» Exercise objective: Can you lay out every line of the records below as a JSON list of strings, with one string per line and blank lines omitted?

(Detection examples)

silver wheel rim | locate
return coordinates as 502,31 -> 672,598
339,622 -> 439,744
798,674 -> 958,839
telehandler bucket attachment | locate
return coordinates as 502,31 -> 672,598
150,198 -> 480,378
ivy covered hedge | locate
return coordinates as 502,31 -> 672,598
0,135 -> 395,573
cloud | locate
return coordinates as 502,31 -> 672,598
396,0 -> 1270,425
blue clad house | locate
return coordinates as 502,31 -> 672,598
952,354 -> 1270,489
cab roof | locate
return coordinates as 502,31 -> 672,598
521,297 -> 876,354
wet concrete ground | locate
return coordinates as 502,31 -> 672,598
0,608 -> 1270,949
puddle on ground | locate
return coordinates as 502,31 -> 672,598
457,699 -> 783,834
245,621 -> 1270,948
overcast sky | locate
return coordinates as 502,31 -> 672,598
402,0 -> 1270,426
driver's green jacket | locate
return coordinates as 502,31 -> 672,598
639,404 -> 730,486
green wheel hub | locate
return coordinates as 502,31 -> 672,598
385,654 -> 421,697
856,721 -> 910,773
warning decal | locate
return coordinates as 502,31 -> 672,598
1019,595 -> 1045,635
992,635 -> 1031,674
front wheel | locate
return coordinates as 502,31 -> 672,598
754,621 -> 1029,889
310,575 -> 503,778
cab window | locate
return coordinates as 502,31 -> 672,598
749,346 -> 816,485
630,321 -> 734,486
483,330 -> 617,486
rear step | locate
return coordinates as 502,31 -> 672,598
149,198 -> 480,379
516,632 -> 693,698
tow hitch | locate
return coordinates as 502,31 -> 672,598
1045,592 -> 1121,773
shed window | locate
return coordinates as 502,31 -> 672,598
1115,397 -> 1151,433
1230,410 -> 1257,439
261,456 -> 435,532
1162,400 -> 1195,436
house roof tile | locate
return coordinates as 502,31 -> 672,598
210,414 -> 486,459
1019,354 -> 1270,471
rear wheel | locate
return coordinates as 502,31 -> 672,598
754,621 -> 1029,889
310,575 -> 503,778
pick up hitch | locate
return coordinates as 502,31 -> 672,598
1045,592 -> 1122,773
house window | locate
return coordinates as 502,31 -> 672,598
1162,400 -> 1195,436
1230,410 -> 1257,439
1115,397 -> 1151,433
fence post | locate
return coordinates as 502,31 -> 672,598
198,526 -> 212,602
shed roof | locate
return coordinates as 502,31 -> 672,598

» Exercise result:
[
  "silver wheel rim | locate",
  "return coordinates as 502,31 -> 672,598",
  "339,622 -> 439,744",
  "798,674 -> 958,839",
  "telehandler bucket attachment | locate",
  "return coordinates as 502,31 -> 672,598",
  "150,198 -> 480,378",
  "ivy covered hedge | locate",
  "return coordinates as 502,31 -> 672,598",
  "0,135 -> 395,573",
  "cloud | locate",
  "return coordinates as 502,31 -> 672,598",
  "396,0 -> 1270,425",
  "blue clad house | locate",
  "return coordinates as 502,31 -> 672,598",
  "952,354 -> 1270,489",
  "cab roof | locate",
  "return coordinates as 502,31 -> 672,598",
  "521,297 -> 876,354",
  "wet concrete ground | locate",
  "return coordinates as 502,31 -> 672,598",
  "0,608 -> 1270,949",
  "puddle on ground | locate",
  "return coordinates as 502,31 -> 672,598",
  "457,699 -> 783,834",
  "245,621 -> 1270,948",
  "overcast sky | locate",
  "return coordinates as 502,31 -> 672,598",
  "402,0 -> 1270,426",
  "driver's green jacket | locate",
  "return coordinates as 502,31 -> 672,598",
  "639,404 -> 730,486",
  "green wheel hub | locate",
  "return coordinates as 502,31 -> 672,598",
  "385,654 -> 421,697",
  "856,721 -> 910,773",
  "warning decal | locate",
  "return coordinates as 502,31 -> 672,598",
  "1019,595 -> 1045,635",
  "992,635 -> 1031,674",
  "front wheel | locate",
  "return coordinates as 502,31 -> 672,598",
  "754,621 -> 1029,889",
  "310,575 -> 503,778",
  "cab window | locate",
  "return coordinates as 502,31 -> 672,598",
  "749,346 -> 816,485",
  "630,321 -> 734,486",
  "483,330 -> 617,486",
  "rear step | locate",
  "return coordinates as 502,31 -> 672,598",
  "149,198 -> 480,379",
  "516,632 -> 693,698",
  "tow hitch | locate",
  "return coordinates as 502,31 -> 672,598",
  "1045,592 -> 1121,773",
  "shed window | locate",
  "return coordinates as 502,31 -> 672,598",
  "1115,397 -> 1151,433",
  "1230,410 -> 1257,439",
  "261,456 -> 435,532",
  "1162,400 -> 1195,436",
  "house roof tile | locate",
  "return coordinates as 502,31 -> 672,598",
  "210,414 -> 486,459",
  "1019,354 -> 1270,471",
  "rear wheel | locate",
  "return coordinates as 502,31 -> 672,598",
  "754,621 -> 1029,889",
  "310,575 -> 503,778",
  "pick up hitch | locate",
  "return coordinates as 502,31 -> 672,598",
  "1045,592 -> 1122,773",
  "house window | locate",
  "return coordinates as 502,31 -> 672,598",
  "1162,400 -> 1195,436",
  "1230,410 -> 1257,439",
  "1115,397 -> 1151,433",
  "fence post | locate",
  "return coordinates as 502,31 -> 672,598",
  "198,526 -> 212,602",
  "shed roof | locate",
  "return coordinates as 502,31 -> 672,598"
]